▸ **The problem**
Can you retype every one of the items below character for character, with no changes?

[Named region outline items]

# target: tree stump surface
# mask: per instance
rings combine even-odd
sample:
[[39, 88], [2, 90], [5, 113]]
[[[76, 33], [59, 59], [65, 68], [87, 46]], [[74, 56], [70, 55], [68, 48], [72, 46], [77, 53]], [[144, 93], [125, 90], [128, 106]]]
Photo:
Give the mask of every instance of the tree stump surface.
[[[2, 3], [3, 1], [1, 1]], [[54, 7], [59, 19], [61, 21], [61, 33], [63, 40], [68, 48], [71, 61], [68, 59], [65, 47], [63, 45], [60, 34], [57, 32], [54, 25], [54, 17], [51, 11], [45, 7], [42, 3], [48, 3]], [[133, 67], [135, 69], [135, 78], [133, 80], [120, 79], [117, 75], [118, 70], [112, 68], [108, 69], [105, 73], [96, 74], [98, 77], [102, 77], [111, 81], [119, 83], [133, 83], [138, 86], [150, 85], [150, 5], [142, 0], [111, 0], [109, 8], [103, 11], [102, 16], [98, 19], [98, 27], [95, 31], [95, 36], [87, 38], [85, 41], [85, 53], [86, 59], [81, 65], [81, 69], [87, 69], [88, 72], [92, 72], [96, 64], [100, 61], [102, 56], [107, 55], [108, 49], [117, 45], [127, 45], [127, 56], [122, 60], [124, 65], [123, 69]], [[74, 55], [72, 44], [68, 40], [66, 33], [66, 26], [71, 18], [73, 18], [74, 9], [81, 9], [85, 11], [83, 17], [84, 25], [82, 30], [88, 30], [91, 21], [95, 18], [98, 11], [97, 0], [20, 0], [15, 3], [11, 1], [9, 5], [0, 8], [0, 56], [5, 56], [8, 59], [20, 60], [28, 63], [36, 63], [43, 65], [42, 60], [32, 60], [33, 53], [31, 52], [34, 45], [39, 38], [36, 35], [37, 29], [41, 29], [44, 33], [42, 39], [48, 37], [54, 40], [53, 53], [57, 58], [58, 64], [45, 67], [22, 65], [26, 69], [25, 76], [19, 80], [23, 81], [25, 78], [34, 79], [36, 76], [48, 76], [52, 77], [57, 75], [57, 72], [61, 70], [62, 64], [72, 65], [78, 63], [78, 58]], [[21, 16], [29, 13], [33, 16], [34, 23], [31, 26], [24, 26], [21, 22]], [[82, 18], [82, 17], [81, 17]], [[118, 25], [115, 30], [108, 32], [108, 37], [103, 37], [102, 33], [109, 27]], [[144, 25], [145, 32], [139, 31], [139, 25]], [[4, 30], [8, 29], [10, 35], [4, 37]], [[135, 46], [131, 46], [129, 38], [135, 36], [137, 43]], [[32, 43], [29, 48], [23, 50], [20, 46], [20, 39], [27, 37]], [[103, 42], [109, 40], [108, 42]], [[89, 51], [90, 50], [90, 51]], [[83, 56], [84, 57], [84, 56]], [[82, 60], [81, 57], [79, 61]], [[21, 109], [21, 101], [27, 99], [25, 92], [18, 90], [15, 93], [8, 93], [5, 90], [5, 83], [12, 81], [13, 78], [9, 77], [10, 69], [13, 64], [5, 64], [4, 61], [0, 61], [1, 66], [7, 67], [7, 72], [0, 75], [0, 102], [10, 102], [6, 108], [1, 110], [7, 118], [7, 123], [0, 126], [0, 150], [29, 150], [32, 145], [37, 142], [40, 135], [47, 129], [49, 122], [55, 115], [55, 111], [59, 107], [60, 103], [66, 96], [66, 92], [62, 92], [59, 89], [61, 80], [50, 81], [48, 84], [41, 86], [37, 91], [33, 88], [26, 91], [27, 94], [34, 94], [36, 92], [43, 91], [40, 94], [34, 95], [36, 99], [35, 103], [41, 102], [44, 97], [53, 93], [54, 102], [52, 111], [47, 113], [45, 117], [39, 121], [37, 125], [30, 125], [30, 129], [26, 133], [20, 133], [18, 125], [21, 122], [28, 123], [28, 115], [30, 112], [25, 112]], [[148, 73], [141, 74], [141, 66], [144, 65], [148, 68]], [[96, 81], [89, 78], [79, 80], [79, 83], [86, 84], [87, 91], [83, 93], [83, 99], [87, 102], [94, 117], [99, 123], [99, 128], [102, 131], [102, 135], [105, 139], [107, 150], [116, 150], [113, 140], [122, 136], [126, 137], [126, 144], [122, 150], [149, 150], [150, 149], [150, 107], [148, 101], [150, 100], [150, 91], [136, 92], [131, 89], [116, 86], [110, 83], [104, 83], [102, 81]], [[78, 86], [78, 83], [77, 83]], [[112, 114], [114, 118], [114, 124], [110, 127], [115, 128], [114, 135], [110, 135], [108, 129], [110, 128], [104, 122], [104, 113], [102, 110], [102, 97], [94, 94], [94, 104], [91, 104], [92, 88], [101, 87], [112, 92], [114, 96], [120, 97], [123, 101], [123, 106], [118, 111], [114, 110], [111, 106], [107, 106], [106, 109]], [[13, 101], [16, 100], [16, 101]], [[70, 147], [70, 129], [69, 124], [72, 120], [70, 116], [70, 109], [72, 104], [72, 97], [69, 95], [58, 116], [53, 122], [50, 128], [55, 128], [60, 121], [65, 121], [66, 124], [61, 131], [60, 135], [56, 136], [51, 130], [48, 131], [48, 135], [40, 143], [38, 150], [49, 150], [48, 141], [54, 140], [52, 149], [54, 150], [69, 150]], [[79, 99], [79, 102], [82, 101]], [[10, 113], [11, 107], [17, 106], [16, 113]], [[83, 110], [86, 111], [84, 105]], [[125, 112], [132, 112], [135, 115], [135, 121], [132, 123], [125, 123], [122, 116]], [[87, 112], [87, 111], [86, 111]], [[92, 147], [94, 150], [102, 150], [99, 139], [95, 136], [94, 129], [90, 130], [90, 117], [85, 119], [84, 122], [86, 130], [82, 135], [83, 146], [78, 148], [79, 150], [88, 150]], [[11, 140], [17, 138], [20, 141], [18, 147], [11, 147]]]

▸ **Answer to this problem**
# target: tree stump surface
# mask: per instance
rings combine even-odd
sample:
[[39, 88], [2, 90], [5, 113]]
[[[76, 33], [59, 59], [65, 68], [87, 46]], [[74, 56], [70, 55], [68, 48], [72, 46], [77, 53]], [[144, 93], [125, 90], [128, 106]]]
Photo:
Give the mask of every instance of the tree stump surface.
[[[2, 3], [3, 1], [1, 1]], [[54, 7], [59, 19], [61, 21], [61, 33], [63, 40], [68, 48], [71, 61], [68, 59], [65, 47], [63, 45], [60, 34], [57, 32], [54, 25], [54, 17], [51, 11], [45, 7], [42, 3], [48, 3]], [[133, 67], [135, 69], [135, 78], [133, 80], [120, 79], [117, 75], [118, 70], [112, 68], [108, 69], [105, 73], [96, 74], [98, 77], [102, 77], [111, 81], [119, 83], [133, 83], [138, 86], [150, 85], [150, 5], [142, 0], [111, 0], [109, 8], [103, 11], [102, 16], [98, 19], [98, 27], [95, 31], [95, 36], [87, 38], [85, 41], [85, 53], [86, 59], [81, 65], [81, 69], [87, 69], [88, 72], [92, 72], [96, 64], [100, 61], [102, 56], [107, 55], [108, 49], [117, 45], [127, 45], [127, 56], [122, 60], [124, 65], [123, 69]], [[74, 55], [72, 44], [68, 40], [66, 33], [66, 26], [71, 18], [73, 18], [74, 9], [81, 9], [85, 11], [83, 17], [84, 25], [82, 30], [88, 30], [91, 21], [95, 18], [98, 11], [97, 0], [20, 0], [15, 3], [11, 1], [9, 5], [0, 8], [0, 56], [5, 56], [8, 59], [20, 60], [28, 63], [36, 63], [43, 65], [42, 60], [32, 60], [33, 53], [31, 52], [34, 45], [39, 38], [36, 35], [37, 29], [41, 29], [44, 33], [42, 39], [48, 37], [54, 40], [53, 53], [57, 58], [58, 64], [45, 67], [22, 65], [26, 69], [25, 76], [19, 80], [23, 81], [25, 78], [34, 79], [36, 76], [48, 76], [52, 77], [57, 75], [57, 72], [61, 70], [62, 64], [72, 65], [78, 63], [78, 58]], [[21, 16], [29, 13], [33, 16], [34, 23], [31, 26], [24, 26], [21, 22]], [[82, 18], [82, 17], [81, 17]], [[118, 25], [115, 30], [108, 32], [108, 37], [103, 37], [102, 33], [109, 27]], [[144, 25], [145, 32], [139, 31], [139, 25]], [[4, 30], [8, 29], [10, 35], [4, 37]], [[135, 46], [131, 46], [129, 38], [135, 36], [137, 43]], [[32, 43], [29, 48], [23, 50], [20, 46], [20, 39], [27, 37]], [[103, 42], [109, 40], [108, 42]], [[89, 51], [90, 50], [90, 51]], [[83, 56], [84, 57], [84, 56]], [[82, 60], [81, 57], [79, 61]], [[21, 109], [21, 101], [27, 99], [25, 92], [18, 90], [15, 93], [8, 93], [5, 90], [5, 83], [12, 81], [13, 78], [9, 77], [10, 69], [13, 64], [5, 64], [4, 61], [0, 61], [1, 66], [7, 67], [7, 72], [0, 75], [0, 102], [10, 102], [6, 108], [1, 110], [7, 118], [7, 123], [0, 126], [0, 150], [29, 150], [32, 145], [37, 142], [40, 135], [47, 129], [49, 122], [55, 115], [55, 111], [59, 107], [60, 103], [66, 96], [66, 92], [62, 92], [59, 89], [61, 80], [50, 81], [48, 84], [41, 86], [37, 91], [33, 88], [26, 91], [27, 94], [34, 94], [36, 92], [43, 91], [40, 94], [34, 95], [36, 99], [35, 103], [41, 102], [44, 97], [53, 93], [54, 102], [52, 111], [47, 113], [45, 117], [39, 121], [37, 125], [30, 125], [30, 129], [26, 133], [20, 133], [18, 125], [21, 122], [28, 123], [28, 115], [30, 112], [25, 112]], [[148, 73], [141, 74], [141, 66], [144, 65], [148, 68]], [[96, 81], [89, 78], [79, 80], [79, 83], [86, 84], [87, 91], [83, 93], [83, 99], [87, 102], [94, 117], [99, 123], [99, 128], [102, 131], [102, 135], [105, 139], [107, 150], [116, 150], [113, 140], [122, 136], [126, 137], [126, 144], [122, 150], [149, 150], [150, 149], [150, 107], [148, 101], [150, 100], [150, 91], [136, 92], [131, 89], [116, 86], [110, 83], [104, 83], [102, 81]], [[78, 86], [78, 83], [77, 83]], [[112, 114], [114, 118], [114, 124], [110, 127], [115, 128], [114, 135], [110, 135], [108, 129], [110, 128], [104, 122], [104, 113], [102, 110], [102, 97], [94, 94], [94, 104], [91, 104], [92, 88], [101, 87], [112, 92], [114, 96], [120, 97], [123, 101], [123, 106], [118, 111], [114, 110], [111, 106], [107, 106], [106, 109]], [[13, 101], [16, 100], [16, 101]], [[70, 147], [70, 129], [69, 124], [72, 120], [70, 116], [70, 109], [72, 104], [72, 97], [69, 95], [58, 116], [53, 122], [50, 128], [55, 128], [60, 121], [65, 121], [66, 124], [61, 131], [60, 135], [56, 136], [51, 130], [48, 131], [48, 135], [40, 143], [38, 150], [49, 150], [48, 141], [54, 140], [52, 149], [54, 150], [69, 150]], [[79, 99], [79, 102], [82, 101]], [[10, 113], [11, 107], [17, 106], [16, 113]], [[83, 110], [86, 111], [84, 105]], [[125, 112], [132, 112], [135, 115], [135, 121], [132, 123], [125, 123], [122, 116]], [[87, 112], [87, 111], [86, 111]], [[92, 147], [94, 150], [102, 150], [99, 139], [95, 136], [94, 129], [90, 130], [90, 117], [85, 119], [84, 122], [86, 130], [82, 135], [83, 146], [78, 148], [79, 150], [88, 150]], [[11, 140], [17, 138], [20, 141], [18, 147], [11, 147]]]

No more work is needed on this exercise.